EXTRACT TO READ:
_ _ _

If you are installing OpenStack using a different installer (i.e. not with ``devstack``), please make sure
that Security Groups are disabled in the setup.
**Please refer to**
`here <./5-ipv6-configguide-scenario-1-native-os.html#note-disable-security-groups-in-openstack-ml2-setup>`_
**for the notes in** ``Section 2.4``, **steps** ``OS-NATIVE-SEC-1`` **through** ``OS-NATIVE-SEC-3``.
***************************************************
Source the Credentials in OpenStack Controller Node
***************************************************
**SETUP-SVM-1**: Login with username ``opnfv`` in OpenStack Controller Node ``opnfv-os-controller``.
Start a new terminal, and change directory to where OpenStack is installed.
.. code-block:: bash
cd ~/devstack
**SETUP-SVM-2**: Source the credentials.
.. code-block:: bash
# source the tenant credentials in devstack
opnfv@opnfv-os-controller:~/devstack$ source openrc admin demo
Please **NOTE** that the method of sourcing tenant credentials may vary depending on installers.
**Please refer to relevant documentation of installers if you encounter any issue**.
**************************************
Add External Connectivity to ``br-ex``
**************************************
Because we need to manually create networks/subnets to achieve the IPv6 vRouter, we have used the flag
``NEUTRON_CREATE_INITIAL_NETWORKS=False`` in ``local.conf`` file. When this flag is set to False,
``devstack`` does not create any networks/subnets during the setup phase.
Now we have to move the physical interface (i.e. the public network interface) to ``br-ex``,
including moving the public IP address and setting up default route. **Please note that this step
may already have been done when you use a different installer to deploy OpenStack because that installer
may have already moved the physical interface to** ``br-ex`` **during deployment**.
In OpenStack Controller Node ``opnfv-os-controller``, ``eth1`` is configured to provide external/public connectivity
for both IPv4 and IPv6 (optional). So let us add this interface to ``br-ex`` and move the IP address, including the
default route from ``eth1`` to ``br-ex``.
**SETUP-SVM-3**: Add ``eth1`` to ``br-ex`` and move the IP address and the default route from ``eth1`` to ``br-ex``
.. code-block:: bash
sudo ip addr del 198.59.156.113/24 dev eth1
sudo ovs-vsctl add-port br-ex eth1
sudo ifconfig eth1 up
sudo ip addr add 198.59.156.113/24 dev br-ex
sudo ifconfig br-ex up
sudo ip route add default via 198.59.156.1 dev br-ex
Please note that:
* The IP address ``198.59.156.113`` and related subnet and gateway addressed in the command
below are for exemplary purpose. **Please replace them with the IP addresses of your actual network**.
* **This can be automated in /etc/network/interfaces**.

_ _ _

REQUESTS:
- A) Answer these questions from the OpenStack setup guide:
(i) Which flag was set in the local.conf file?
(ii) What username is used to log in to the controller node?
(iii) Which interface provides external/public connectivity on the controller node?
- B) Decide whether each statement agrees with the OpenStack setup guide. Answer yes or no and quote the words that decide it.
(i) With an installer other than devstack, Security Groups should be enabled.
(ii) How tenant credentials are sourced can differ between installers.
(iii) With the flag set to False, devstack creates networks during the setup phase.
- C) Summarize the OpenStack setup guide in two sentences.

Point labeling examples:
_ _ _

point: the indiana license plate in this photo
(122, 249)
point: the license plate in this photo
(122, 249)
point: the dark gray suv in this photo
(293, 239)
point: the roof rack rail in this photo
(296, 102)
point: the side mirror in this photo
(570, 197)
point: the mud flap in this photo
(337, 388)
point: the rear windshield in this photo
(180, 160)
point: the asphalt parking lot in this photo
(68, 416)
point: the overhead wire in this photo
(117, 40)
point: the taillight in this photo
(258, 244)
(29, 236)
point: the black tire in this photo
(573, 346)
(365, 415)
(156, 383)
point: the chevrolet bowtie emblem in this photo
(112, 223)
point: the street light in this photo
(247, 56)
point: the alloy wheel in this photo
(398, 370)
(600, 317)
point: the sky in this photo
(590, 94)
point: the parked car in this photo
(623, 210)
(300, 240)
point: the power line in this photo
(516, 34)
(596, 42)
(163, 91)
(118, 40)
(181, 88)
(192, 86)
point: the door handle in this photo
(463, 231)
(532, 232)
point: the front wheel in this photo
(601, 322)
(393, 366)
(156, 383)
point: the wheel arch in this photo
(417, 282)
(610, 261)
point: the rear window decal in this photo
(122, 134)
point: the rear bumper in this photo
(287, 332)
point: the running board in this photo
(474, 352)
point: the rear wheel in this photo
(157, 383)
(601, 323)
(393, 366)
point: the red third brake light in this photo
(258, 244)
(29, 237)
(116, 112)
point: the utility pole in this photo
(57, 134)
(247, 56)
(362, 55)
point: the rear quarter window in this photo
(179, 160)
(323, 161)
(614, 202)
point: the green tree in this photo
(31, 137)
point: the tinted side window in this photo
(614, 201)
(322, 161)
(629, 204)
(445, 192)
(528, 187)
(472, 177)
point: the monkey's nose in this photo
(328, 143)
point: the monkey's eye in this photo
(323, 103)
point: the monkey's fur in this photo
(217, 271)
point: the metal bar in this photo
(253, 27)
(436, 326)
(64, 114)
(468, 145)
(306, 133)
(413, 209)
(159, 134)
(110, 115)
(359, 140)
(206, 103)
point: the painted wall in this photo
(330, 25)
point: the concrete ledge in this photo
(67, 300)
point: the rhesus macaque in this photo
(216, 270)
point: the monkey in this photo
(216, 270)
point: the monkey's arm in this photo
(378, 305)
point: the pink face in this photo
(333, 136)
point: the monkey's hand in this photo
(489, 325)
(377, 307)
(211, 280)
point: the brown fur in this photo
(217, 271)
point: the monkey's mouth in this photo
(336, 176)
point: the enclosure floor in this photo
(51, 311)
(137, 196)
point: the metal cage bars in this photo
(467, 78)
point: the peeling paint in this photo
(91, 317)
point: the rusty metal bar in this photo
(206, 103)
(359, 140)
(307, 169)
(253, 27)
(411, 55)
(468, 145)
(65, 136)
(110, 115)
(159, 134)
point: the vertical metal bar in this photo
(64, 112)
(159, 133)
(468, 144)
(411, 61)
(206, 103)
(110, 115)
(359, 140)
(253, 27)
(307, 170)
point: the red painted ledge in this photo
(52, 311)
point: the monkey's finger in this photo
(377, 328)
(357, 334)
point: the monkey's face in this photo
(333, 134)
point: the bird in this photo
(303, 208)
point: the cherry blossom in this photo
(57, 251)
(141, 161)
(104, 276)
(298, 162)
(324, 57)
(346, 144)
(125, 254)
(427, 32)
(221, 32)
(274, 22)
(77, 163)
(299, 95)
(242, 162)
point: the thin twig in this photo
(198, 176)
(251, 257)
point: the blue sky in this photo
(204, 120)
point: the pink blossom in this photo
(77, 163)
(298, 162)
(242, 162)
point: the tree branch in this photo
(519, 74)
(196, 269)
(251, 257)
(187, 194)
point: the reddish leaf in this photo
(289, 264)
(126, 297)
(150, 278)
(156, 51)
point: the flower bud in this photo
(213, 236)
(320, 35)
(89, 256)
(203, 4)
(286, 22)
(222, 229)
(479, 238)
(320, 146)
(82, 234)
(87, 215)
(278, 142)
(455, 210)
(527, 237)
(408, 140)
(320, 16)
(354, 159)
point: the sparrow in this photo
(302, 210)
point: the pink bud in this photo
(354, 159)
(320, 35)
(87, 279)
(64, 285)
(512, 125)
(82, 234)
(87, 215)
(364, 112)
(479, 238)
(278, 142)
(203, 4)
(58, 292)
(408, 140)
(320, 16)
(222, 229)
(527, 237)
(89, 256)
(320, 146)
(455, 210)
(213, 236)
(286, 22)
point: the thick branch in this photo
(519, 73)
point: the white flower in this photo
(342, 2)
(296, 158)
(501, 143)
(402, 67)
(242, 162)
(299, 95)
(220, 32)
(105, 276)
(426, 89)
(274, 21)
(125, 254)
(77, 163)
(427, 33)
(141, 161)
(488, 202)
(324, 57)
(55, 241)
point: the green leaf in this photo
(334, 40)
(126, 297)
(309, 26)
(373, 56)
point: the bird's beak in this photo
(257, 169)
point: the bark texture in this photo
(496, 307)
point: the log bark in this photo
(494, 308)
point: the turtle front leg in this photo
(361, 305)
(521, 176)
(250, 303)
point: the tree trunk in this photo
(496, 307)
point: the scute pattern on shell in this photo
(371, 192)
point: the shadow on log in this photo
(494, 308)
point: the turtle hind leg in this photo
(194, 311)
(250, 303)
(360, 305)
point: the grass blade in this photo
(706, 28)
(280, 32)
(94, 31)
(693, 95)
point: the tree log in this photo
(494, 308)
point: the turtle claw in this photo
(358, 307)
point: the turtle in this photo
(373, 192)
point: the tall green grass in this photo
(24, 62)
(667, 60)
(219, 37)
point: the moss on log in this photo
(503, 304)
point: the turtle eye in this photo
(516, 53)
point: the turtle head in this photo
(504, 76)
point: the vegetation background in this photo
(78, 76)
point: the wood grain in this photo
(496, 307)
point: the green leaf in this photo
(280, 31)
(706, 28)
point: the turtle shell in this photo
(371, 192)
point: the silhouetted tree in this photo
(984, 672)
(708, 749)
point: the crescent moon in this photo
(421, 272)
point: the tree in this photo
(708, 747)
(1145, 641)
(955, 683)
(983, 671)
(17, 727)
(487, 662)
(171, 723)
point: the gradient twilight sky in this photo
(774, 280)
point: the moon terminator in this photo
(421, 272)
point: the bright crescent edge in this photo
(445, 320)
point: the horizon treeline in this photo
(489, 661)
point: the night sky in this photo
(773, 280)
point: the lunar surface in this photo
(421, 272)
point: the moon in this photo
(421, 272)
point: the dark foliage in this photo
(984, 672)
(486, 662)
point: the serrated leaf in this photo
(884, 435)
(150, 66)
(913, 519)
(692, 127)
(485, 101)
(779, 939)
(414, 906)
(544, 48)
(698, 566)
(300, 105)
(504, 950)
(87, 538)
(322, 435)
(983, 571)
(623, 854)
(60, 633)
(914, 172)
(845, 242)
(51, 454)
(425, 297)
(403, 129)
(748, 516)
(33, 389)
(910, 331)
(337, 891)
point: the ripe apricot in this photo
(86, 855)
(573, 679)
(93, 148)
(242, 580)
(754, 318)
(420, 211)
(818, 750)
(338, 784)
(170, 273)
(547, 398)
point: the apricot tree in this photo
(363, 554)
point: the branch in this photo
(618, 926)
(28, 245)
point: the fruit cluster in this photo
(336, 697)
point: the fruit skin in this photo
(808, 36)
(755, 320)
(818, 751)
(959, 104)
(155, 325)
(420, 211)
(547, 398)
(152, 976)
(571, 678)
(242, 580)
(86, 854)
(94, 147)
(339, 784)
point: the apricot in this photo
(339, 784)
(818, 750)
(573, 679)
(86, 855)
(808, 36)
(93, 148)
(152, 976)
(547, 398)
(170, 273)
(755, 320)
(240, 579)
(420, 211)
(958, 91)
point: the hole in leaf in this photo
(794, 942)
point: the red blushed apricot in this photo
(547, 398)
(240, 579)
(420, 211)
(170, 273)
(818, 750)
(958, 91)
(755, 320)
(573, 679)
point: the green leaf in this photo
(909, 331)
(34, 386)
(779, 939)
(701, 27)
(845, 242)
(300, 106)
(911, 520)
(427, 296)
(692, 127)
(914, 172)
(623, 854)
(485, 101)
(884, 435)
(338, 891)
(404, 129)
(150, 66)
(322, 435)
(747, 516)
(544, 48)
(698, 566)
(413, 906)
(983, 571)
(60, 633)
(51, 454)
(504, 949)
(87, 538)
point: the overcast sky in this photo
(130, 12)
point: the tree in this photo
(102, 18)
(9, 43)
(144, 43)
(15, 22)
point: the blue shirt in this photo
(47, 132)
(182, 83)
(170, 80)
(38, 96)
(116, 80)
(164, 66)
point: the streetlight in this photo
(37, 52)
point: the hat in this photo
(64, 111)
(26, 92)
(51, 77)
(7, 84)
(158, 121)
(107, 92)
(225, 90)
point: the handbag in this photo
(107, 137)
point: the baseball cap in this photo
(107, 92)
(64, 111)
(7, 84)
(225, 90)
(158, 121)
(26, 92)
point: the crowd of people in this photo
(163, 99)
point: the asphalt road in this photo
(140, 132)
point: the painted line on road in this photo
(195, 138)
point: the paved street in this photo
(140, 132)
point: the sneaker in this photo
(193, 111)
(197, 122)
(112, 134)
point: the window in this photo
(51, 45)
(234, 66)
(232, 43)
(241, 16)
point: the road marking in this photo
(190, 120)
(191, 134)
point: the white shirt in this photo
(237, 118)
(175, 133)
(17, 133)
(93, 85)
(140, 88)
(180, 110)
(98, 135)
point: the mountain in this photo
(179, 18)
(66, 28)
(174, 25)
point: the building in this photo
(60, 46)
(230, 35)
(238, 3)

_ _ _

SOLUTIONS IN ORDER:
- A)
(i) NEUTRON_CREATE_INITIAL_NETWORKS=False
(ii) opnfv
(iii) eth1

- B)
(i) No: "please make sure that Security Groups are disabled in the setup"
(ii) Yes: "the method of sourcing tenant credentials may vary depending on installers"
(iii) No: "does not create any networks/subnets during the setup phase"

- C) The OpenStack setup guide says Security Groups must be disabled when an installer other than devstack is used, and it shows how to log in to the controller node and source the tenant credentials. It then moves the public interface eth1 to br-ex, along with its IP address and default route, and notes that the example addresses should be replaced with those of the actual network.